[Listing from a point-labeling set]
------

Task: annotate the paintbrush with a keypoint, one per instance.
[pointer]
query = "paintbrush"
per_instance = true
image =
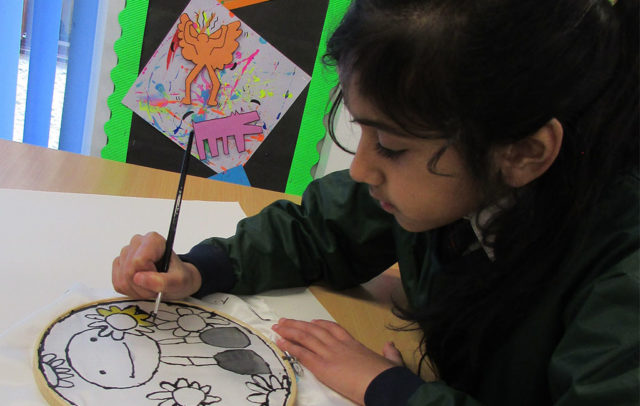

------

**WRITTEN REQUEST**
Copy the listing above line for line, leaving out the picture.

**RESULT OF THE EXERCISE**
Task: annotate the paintbrush with a keypoint, one per instance.
[pointer]
query = "paintbrush"
per_instance = true
image =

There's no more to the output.